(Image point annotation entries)
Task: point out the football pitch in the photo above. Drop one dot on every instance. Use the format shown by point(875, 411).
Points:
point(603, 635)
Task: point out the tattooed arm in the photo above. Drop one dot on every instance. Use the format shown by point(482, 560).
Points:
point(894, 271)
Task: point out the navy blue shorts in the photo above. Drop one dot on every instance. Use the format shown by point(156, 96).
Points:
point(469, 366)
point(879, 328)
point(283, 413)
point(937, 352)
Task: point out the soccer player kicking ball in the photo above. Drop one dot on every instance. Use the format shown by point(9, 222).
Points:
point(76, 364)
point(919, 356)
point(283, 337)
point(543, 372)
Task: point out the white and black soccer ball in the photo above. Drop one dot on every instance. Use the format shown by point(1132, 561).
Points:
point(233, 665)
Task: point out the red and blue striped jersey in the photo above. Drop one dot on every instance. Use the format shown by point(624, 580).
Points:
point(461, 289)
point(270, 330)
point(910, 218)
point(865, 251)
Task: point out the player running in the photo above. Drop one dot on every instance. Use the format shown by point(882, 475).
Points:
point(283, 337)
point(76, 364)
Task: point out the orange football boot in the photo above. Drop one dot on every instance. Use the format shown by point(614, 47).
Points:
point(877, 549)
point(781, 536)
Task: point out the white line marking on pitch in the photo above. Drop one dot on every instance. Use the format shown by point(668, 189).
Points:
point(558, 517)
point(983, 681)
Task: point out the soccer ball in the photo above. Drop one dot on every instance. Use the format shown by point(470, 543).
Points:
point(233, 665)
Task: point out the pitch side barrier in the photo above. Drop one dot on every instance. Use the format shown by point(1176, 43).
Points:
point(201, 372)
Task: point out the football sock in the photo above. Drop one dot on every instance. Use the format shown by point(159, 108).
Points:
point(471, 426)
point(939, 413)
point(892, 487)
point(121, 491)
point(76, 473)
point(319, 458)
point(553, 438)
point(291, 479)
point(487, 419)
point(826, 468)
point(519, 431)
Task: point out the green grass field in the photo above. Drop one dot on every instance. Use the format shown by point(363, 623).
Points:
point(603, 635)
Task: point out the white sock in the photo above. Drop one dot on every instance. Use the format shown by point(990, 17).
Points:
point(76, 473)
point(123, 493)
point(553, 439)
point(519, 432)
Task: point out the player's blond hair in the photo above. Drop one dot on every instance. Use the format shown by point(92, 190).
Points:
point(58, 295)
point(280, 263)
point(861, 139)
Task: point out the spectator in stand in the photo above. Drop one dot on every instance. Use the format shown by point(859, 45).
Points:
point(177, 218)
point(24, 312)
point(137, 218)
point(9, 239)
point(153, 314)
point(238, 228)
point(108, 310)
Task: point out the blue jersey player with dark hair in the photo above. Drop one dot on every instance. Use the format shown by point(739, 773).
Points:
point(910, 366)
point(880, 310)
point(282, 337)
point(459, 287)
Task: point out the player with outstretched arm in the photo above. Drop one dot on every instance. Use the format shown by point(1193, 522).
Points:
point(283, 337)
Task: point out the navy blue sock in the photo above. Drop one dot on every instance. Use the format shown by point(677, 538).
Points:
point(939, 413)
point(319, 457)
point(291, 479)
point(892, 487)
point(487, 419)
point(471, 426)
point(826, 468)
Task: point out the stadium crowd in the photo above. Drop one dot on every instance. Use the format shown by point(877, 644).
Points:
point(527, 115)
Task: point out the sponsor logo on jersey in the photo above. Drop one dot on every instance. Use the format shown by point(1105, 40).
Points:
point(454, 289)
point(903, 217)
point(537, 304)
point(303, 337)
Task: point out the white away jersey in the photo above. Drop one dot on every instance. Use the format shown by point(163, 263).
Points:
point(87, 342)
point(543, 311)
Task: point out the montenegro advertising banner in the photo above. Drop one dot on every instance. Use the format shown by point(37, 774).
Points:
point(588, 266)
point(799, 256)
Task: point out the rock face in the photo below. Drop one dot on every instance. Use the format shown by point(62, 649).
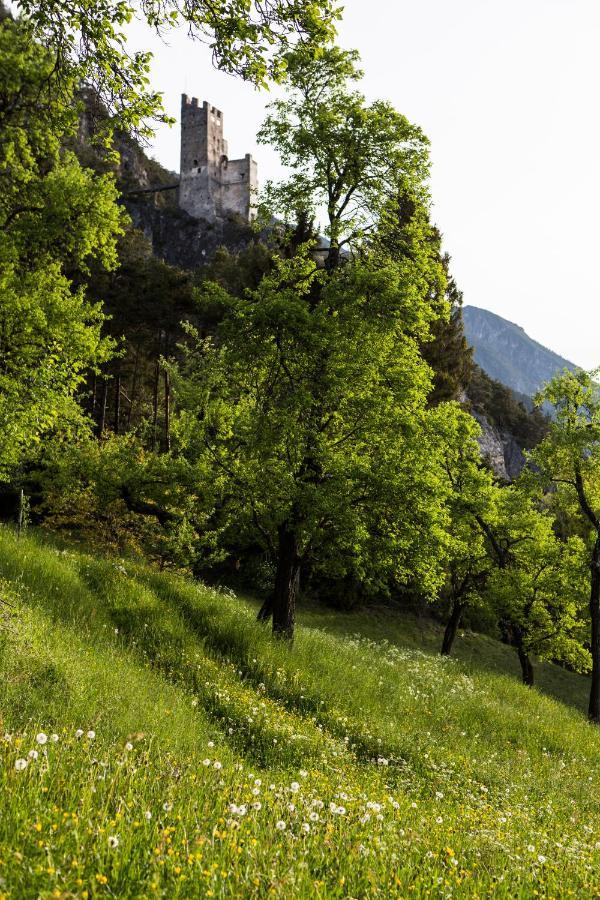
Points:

## Requirement
Update all of the data above by replacing "Drop" with "Place" wherever it occurs, keeping everything else unchanged. Leave the pictures out of your answer.

## Response to the exercise
Task: point out the football pitch in the photo above. Place one dot on every instance. Use the format shown by point(875, 411).
Points:
point(603, 635)
Task: point out the tattooed arm in the photo above. Place one dot on every instance. Use the format shown by point(482, 560).
Points:
point(894, 271)
Task: point out the navy blue shorts in the photo above. Place one dot on every instance. Use the format shown by point(156, 96).
Points:
point(469, 366)
point(879, 328)
point(283, 413)
point(937, 352)
Task: point out the soccer player kicking ball in the photo above. Place one dot on every instance. Use the format shown by point(9, 222).
Points:
point(76, 364)
point(919, 356)
point(283, 337)
point(543, 372)
Task: point out the white and black soccer ball in the photo above. Place one dot on every instance. Use the format shown by point(1132, 561).
Points:
point(233, 665)
Task: point out the red and blue striped jersey in the photo above. Place one dot on every instance. Use the format shown by point(624, 580).
Points:
point(461, 289)
point(270, 330)
point(910, 218)
point(865, 251)
Task: point out the player running in the photo above. Place one dot on every instance. Use the format shown by point(882, 475).
Points:
point(283, 337)
point(76, 364)
Task: point out the orange football boot in the photo above. Place one dot on every instance. Use the format shown by point(614, 47).
Points:
point(877, 549)
point(781, 536)
Task: point out the white line marking on pitch in the photo above. Place one dot on every instance. Use the format shown by point(668, 189).
Points:
point(558, 517)
point(983, 681)
Task: point out the soccer ball in the photo above. Place one dot on every instance. Use the format shown by point(470, 543).
Points:
point(233, 665)
Task: point out the pitch side barrier in the photo above. Place one dot on every instance. Use the format shown by point(1176, 43).
Points:
point(201, 372)
Task: point out the football sock in the photo above. Place one dot on every instance. Use the format shown by point(159, 108).
Points:
point(471, 426)
point(939, 413)
point(892, 487)
point(121, 491)
point(76, 473)
point(319, 458)
point(553, 438)
point(291, 479)
point(487, 419)
point(826, 468)
point(519, 431)
Task: point out the green grass field in the photo above. Place one dot on every instance. Use the format shown by point(363, 623).
Points:
point(603, 635)
Task: point out the white sock in the photo above. Place one dot on every instance. Use the format shown by point(990, 17).
Points:
point(76, 473)
point(123, 493)
point(553, 439)
point(519, 432)
Task: point out the player's blond hair in the photo above. Place one dot on every instance. Use the format shown by point(92, 190).
Points:
point(58, 295)
point(280, 263)
point(861, 139)
Task: point out the spectator in stand in the photo above. Place one dot on every instance. Use the format shown by point(859, 45).
Points:
point(177, 218)
point(24, 312)
point(137, 218)
point(9, 239)
point(153, 314)
point(238, 228)
point(108, 310)
Task: point out the blue jersey player with dark hair in the photo above. Place one dot on every instance. Use the format shown by point(739, 773).
Points:
point(910, 366)
point(880, 310)
point(282, 337)
point(459, 287)
Task: point out the player with outstretched arm in the photo above. Place one dot on every instance. Use the format shown by point(1193, 522).
Points:
point(283, 337)
Task: point out the navy blue sock in the photo above. Place one dot on every instance. Use the format shown by point(677, 538).
Points:
point(939, 413)
point(319, 457)
point(291, 479)
point(892, 487)
point(487, 419)
point(471, 426)
point(826, 468)
Task: point out the stadium crowd in the photo above. Place one dot on every instance. Use the format shown by point(877, 644).
Points:
point(527, 115)
Task: point out the sponsor logo on jersey in the photo above. Place one dot on every instance. Use the format shown by point(1105, 40).
Points:
point(454, 289)
point(903, 217)
point(537, 304)
point(303, 337)
Task: point out the white away jersey in the photo above. Place one dot on every instance. Use the format shown by point(163, 263).
Points:
point(87, 342)
point(543, 311)
Task: point out the montenegro advertising banner in the photo above. Place one dot on every instance. Use the format shown by point(37, 774).
Points:
point(588, 266)
point(799, 256)
Task: point out the rock face in the photo below. Place one dot on every instance. Use the format shown by point(62, 649).
Points:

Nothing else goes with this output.